### [SELECTION]
--------------------------------

NGINX App Protect Deployment in AWS Cloud

Introduction

Official AWS AMI image for NGINX App Protect has been released recently. This fact gives two big benefits for all users. First is that the official image available on the AWS marketplace eliminates the need to manually pre build AMI for your WAF deployment. It contains all the necessary code and packages on top of the OS of your choice. Another benefit that is even more important from my perspective is that the use of official AMI from the AWS marketplace allows you to pay as you go for NGINX App Protect software instead of purchasing a year-long license. Pay as you go licensing model is much more suitable for modern dynamic cloud environments.

--------------------------------

### [EXERCISE TASK 1]
Convert the records into a numbered list, beginning at the start of the records and continuing through the line containing "341,130 -> 453,374". Omit blank lines and the picture.

--------------------------------

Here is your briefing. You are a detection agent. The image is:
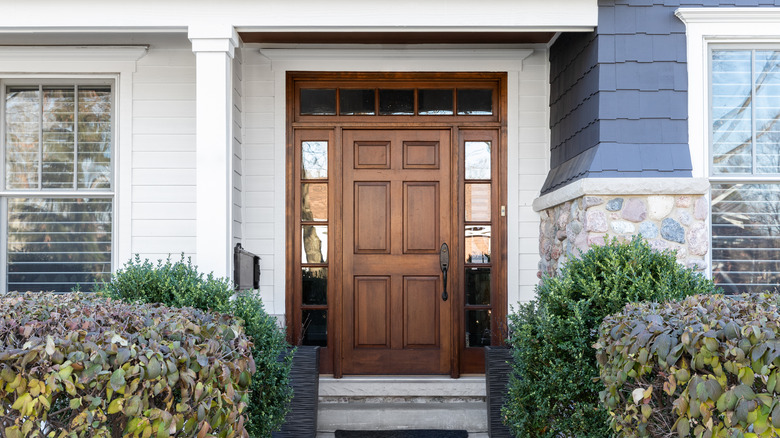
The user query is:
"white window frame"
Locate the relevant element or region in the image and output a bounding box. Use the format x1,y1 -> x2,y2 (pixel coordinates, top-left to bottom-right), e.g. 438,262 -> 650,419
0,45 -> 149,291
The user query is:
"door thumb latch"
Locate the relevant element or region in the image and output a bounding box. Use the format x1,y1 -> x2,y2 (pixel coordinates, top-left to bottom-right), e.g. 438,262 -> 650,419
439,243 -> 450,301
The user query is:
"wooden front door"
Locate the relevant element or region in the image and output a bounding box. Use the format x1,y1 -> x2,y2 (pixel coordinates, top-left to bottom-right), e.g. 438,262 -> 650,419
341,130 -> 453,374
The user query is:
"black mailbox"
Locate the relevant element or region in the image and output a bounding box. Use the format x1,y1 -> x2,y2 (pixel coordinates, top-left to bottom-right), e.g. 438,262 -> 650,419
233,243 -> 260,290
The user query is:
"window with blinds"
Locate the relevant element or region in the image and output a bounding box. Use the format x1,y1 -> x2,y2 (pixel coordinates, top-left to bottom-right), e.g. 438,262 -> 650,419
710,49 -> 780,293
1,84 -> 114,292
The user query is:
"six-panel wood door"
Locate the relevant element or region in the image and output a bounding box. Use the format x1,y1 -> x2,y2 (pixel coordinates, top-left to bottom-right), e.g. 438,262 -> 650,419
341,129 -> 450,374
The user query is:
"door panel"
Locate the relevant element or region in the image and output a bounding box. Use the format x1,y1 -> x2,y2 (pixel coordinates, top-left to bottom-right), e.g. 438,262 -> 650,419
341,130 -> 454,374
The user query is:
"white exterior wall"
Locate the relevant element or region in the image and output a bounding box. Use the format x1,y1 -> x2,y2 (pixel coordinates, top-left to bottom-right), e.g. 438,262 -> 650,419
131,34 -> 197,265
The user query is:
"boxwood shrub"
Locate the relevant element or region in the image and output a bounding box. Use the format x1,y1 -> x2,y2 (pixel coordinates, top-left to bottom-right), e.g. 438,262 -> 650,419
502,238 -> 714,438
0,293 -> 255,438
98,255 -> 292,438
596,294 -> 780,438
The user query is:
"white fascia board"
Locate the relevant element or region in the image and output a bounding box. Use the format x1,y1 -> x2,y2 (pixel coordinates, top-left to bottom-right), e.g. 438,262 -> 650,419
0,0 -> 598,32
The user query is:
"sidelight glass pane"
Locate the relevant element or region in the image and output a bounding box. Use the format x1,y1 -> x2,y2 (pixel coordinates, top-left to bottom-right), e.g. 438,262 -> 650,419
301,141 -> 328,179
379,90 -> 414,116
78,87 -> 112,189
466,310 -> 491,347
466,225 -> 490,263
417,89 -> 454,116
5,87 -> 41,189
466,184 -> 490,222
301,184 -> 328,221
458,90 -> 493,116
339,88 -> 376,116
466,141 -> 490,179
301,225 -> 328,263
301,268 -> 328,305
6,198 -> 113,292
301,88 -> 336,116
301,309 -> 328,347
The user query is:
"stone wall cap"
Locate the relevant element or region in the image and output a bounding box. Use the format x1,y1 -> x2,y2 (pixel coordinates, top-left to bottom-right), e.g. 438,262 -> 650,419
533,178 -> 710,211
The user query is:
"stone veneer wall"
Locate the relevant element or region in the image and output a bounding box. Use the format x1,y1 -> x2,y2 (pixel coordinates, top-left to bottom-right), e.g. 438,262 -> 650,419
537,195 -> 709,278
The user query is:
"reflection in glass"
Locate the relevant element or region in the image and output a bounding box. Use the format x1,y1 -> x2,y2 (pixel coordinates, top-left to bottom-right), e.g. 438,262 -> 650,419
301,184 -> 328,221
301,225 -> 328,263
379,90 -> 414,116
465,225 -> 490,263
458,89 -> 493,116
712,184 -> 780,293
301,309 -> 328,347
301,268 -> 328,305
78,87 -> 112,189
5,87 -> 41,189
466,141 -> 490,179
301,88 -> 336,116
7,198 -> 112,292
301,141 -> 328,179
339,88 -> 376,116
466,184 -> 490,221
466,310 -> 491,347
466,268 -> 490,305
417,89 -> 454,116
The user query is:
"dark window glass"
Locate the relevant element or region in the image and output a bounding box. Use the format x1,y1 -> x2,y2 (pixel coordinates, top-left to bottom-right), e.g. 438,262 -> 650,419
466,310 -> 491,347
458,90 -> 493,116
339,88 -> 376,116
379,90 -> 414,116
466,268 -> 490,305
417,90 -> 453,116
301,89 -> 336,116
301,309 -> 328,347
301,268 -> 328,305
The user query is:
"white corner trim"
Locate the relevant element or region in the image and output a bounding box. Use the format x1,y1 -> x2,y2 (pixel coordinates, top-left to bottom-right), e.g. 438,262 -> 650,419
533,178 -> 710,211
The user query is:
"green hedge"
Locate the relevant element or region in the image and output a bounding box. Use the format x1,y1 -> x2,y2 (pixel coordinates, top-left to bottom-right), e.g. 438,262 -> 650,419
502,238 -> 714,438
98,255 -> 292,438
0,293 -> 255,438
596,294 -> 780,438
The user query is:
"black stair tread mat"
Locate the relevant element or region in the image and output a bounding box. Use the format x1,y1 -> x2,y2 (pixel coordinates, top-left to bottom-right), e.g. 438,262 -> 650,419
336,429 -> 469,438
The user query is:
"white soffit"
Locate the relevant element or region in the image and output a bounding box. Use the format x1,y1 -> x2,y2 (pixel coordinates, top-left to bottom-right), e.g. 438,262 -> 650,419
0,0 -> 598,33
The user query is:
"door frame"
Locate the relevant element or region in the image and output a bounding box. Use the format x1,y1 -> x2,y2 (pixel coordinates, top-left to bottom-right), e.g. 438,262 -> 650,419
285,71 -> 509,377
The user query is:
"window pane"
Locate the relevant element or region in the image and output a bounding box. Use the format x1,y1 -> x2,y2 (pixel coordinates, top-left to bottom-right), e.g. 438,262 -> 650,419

--------------------------------

### [EXERCISE TASK 2]
Transcribe the passage of the NGINX App Protect introduction word for word, beginning with "Official AWS AMI" and continuing through "dynamic cloud environments.".

### [WRITTEN REPLY 1]
1. Here is your briefing. You are a detection agent. The image is:
2. The user query is:
3. "white window frame"
4. Locate the relevant element or region in the image and output a bounding box. Use the format x1,y1 -> x2,y2 (pixel coordinates, top-left to bottom-right), e.g. 438,262 -> 650,419
5. 0,45 -> 149,291
6. The user query is:
7. "door thumb latch"
8. Locate the relevant element or region in the image and output a bounding box. Use the format x1,y1 -> x2,y2 (pixel coordinates, top-left to bottom-right), e.g. 438,262 -> 650,419
9. 439,243 -> 450,301
10. The user query is:
11. "wooden front door"
12. Locate the relevant element or region in the image and output a bounding box. Use the format x1,y1 -> x2,y2 (pixel coordinates, top-left to bottom-right), e.g. 438,262 -> 650,419
13. 341,130 -> 453,374

### [WRITTEN REPLY 2]
Official AWS AMI image for NGINX App Protect has been released recently. This fact gives two big benefits for all users. First is that the official image available on the AWS marketplace eliminates the need to manually pre build AMI for your WAF deployment. It contains all the necessary code and packages on top of the OS of your choice. Another benefit that is even more important from my perspective is that the use of official AMI from the AWS marketplace allows you to pay as you go for NGINX App Protect software instead of purchasing a year-long license. Pay as you go licensing model is much more suitable for modern dynamic cloud environments.